_Material provided_:
----

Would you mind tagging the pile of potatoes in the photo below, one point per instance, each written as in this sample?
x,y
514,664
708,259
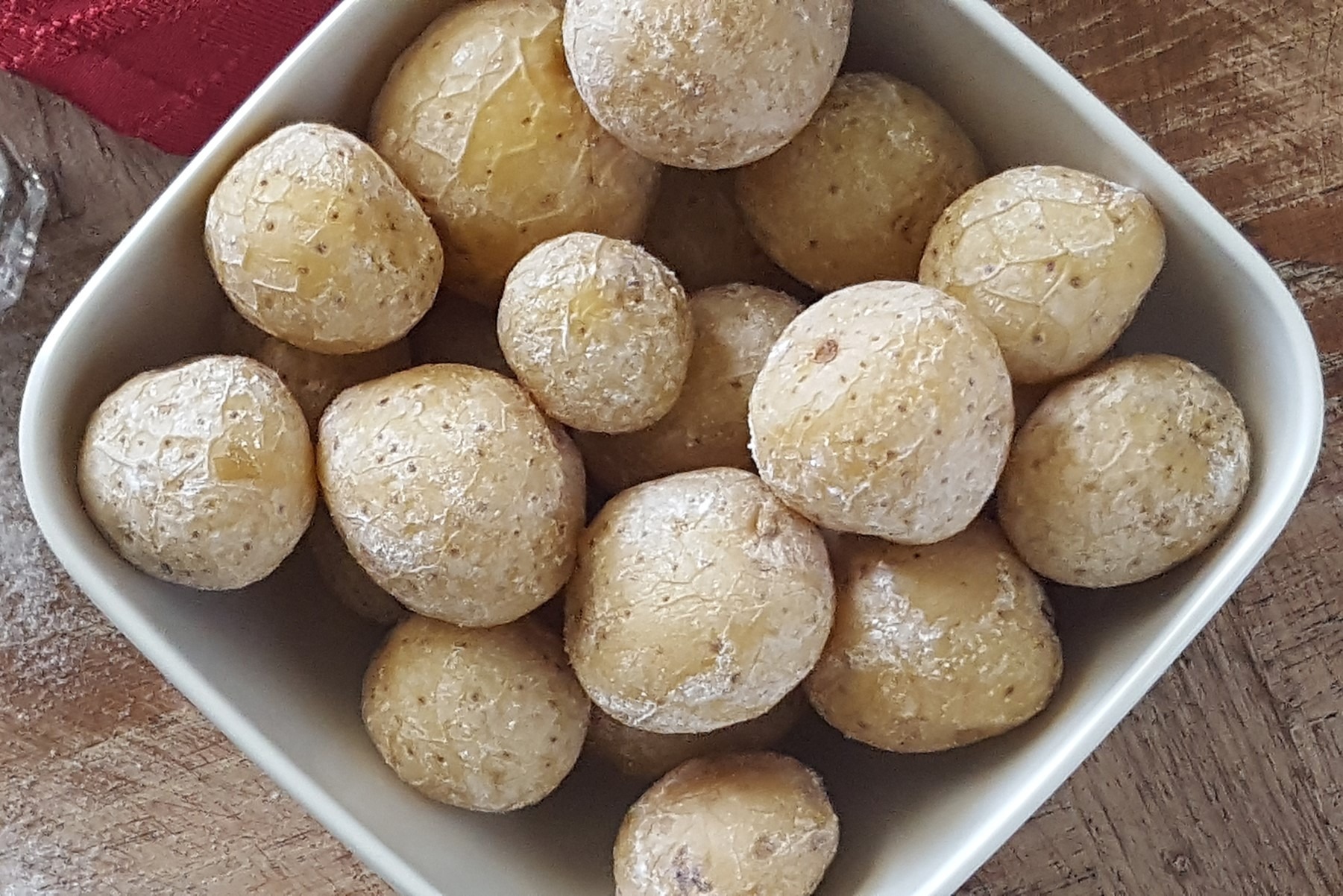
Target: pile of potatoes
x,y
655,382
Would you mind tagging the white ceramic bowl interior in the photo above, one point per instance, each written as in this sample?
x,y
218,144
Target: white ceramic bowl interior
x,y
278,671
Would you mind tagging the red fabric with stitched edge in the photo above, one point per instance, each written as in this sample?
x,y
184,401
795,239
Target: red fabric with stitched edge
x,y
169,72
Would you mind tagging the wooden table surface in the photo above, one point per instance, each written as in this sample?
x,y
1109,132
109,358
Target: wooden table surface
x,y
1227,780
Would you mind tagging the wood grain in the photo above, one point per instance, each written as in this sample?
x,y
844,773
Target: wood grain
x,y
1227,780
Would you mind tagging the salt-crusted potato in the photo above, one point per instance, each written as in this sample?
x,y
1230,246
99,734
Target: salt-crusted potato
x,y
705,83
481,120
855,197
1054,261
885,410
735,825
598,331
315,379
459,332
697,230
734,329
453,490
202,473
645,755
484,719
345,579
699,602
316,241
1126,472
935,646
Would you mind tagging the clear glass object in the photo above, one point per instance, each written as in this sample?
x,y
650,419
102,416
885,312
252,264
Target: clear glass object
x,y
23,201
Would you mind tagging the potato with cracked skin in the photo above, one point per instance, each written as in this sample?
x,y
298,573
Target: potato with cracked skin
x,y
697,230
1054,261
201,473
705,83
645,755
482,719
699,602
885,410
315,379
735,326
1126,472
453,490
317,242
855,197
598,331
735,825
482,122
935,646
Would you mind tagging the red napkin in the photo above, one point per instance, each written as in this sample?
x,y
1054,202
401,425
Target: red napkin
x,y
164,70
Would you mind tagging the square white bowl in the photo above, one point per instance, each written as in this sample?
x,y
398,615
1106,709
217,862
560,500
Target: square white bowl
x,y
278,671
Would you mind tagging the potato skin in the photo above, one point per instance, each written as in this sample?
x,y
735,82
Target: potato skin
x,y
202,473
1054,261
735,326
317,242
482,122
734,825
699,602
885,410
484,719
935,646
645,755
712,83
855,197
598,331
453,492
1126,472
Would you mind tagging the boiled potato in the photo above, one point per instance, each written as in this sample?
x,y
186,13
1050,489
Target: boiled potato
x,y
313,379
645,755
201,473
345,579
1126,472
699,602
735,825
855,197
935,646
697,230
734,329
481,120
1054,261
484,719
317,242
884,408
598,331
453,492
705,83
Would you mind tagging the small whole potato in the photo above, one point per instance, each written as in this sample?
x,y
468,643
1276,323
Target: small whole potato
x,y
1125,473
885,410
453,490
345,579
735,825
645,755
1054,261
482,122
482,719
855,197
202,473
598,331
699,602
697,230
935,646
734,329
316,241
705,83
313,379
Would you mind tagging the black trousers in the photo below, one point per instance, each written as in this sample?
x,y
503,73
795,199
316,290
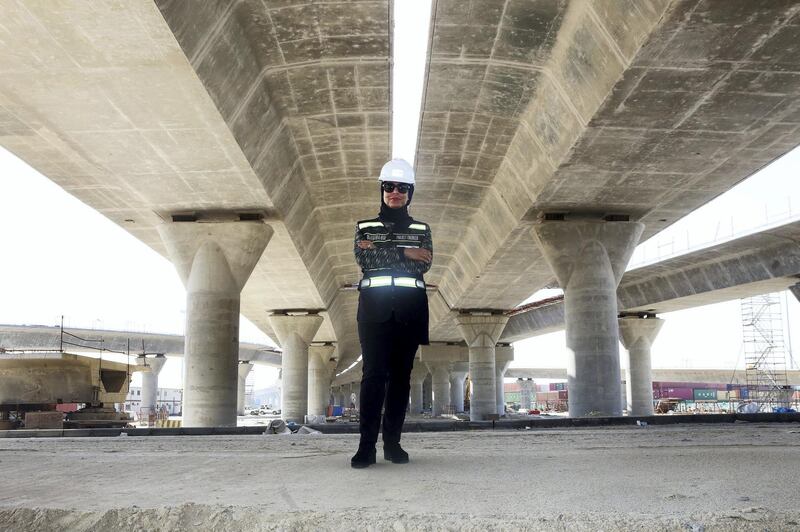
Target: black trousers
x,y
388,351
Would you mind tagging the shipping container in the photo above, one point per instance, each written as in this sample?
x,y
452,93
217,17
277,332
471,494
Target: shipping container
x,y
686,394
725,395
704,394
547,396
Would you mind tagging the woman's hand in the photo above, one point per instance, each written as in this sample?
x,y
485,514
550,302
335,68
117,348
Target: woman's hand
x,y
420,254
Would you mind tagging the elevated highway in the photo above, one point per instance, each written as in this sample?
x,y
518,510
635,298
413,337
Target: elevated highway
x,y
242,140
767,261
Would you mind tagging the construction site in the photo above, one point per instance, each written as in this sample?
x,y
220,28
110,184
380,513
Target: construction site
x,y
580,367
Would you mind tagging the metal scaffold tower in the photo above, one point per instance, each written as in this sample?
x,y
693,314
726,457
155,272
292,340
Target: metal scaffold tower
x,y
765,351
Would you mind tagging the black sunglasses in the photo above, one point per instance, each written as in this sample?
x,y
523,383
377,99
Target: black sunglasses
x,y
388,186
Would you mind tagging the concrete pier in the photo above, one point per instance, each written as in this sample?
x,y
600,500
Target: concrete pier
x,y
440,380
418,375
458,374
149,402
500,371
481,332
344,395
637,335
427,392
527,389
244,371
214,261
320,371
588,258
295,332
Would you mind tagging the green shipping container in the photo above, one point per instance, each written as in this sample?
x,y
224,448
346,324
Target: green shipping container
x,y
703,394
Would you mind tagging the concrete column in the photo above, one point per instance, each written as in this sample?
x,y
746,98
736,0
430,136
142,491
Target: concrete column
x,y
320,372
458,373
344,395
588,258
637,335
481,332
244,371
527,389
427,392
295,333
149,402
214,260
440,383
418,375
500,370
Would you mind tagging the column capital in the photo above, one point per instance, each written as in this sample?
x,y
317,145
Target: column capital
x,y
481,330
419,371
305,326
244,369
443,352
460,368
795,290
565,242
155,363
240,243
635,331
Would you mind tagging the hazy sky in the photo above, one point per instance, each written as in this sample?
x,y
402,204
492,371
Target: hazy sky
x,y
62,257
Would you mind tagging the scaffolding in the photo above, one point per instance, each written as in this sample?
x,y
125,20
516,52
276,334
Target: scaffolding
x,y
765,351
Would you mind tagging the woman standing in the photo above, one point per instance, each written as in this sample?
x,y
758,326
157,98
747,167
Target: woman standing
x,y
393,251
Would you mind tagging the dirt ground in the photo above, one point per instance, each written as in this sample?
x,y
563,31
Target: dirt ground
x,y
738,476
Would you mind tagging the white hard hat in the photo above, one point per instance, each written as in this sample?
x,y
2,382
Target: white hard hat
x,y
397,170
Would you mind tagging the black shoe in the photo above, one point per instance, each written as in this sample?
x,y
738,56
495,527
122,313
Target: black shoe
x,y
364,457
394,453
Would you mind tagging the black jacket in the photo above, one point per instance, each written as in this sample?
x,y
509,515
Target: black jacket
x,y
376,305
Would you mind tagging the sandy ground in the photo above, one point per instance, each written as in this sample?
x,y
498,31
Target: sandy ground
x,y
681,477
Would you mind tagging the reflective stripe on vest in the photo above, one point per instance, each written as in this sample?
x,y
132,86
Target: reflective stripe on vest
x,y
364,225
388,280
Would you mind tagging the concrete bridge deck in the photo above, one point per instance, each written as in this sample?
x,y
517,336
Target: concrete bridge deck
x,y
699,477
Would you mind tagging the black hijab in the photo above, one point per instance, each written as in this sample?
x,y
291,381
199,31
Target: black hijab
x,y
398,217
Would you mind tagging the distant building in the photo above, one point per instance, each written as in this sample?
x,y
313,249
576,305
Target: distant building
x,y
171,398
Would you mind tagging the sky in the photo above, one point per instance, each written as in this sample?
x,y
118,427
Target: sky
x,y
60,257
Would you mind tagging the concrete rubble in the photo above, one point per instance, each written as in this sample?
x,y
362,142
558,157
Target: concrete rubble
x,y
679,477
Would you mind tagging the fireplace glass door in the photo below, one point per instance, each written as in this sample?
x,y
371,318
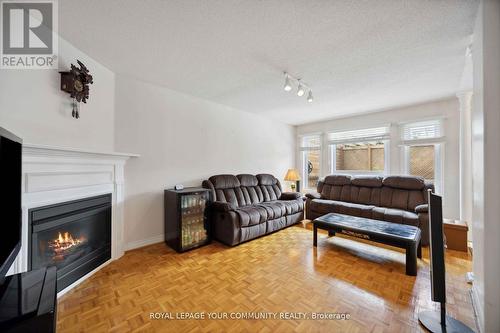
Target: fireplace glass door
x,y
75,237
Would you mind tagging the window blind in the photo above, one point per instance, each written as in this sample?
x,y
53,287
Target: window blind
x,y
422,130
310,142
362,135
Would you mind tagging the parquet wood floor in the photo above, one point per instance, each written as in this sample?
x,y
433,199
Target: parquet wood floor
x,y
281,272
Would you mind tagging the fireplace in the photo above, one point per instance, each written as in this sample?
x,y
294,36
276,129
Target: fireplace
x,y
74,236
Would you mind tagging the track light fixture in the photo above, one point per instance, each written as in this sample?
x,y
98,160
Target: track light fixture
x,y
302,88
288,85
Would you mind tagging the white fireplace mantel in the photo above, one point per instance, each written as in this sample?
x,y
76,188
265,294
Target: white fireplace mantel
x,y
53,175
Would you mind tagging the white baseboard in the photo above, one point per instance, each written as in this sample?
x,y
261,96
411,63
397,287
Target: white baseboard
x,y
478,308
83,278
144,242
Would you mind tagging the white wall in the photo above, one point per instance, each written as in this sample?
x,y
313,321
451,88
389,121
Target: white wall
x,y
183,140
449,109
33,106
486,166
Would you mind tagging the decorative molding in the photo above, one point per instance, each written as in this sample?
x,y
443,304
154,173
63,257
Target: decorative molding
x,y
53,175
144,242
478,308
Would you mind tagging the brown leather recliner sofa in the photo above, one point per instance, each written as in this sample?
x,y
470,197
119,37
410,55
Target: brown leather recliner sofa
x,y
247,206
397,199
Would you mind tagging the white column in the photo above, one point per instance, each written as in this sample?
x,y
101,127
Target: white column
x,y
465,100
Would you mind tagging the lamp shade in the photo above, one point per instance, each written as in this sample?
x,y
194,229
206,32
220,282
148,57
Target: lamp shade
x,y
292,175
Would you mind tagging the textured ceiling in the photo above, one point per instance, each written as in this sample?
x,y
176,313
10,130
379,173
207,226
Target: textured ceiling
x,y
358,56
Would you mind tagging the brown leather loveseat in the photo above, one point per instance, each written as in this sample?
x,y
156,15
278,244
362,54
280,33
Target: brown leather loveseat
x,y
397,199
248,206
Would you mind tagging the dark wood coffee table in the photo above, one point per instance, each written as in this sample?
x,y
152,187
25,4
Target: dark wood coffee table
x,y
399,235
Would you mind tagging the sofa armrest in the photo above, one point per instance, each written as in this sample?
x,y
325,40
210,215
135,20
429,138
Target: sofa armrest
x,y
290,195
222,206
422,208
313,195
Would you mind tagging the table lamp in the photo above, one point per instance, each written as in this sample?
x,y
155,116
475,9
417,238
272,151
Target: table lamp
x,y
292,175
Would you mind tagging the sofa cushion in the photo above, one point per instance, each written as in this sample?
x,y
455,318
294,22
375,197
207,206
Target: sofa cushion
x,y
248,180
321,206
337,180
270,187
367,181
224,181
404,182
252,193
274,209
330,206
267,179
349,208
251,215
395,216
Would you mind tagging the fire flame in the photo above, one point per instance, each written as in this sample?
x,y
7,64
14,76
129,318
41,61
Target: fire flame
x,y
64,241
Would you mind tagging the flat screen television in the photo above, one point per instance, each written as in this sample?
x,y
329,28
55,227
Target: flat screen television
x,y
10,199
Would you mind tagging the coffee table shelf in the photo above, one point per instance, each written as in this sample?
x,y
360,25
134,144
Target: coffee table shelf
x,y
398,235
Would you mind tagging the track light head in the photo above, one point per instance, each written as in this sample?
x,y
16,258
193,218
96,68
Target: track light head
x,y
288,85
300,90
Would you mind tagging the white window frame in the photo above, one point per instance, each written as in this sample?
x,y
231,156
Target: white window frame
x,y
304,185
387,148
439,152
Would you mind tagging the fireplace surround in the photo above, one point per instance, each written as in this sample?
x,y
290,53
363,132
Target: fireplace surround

----

_What you will do_: Please write out the rows again from the line with "Would you mind tagging the white window" up to and including the end of the rows, switching "fireplace surround" to "stone mantel" and leaving everything else unchanged.

_Finished answer_:
Would you mind tagging the white window frame in the photo above, one point per instance, each written as in this sample?
x,y
231,156
Target: white window frame
x,y
304,185
387,148
439,152
Would you mind tagging the stone mantel in the photo above, one point per instance, each written as in this sample?
x,y
290,53
363,132
Target: stone mantel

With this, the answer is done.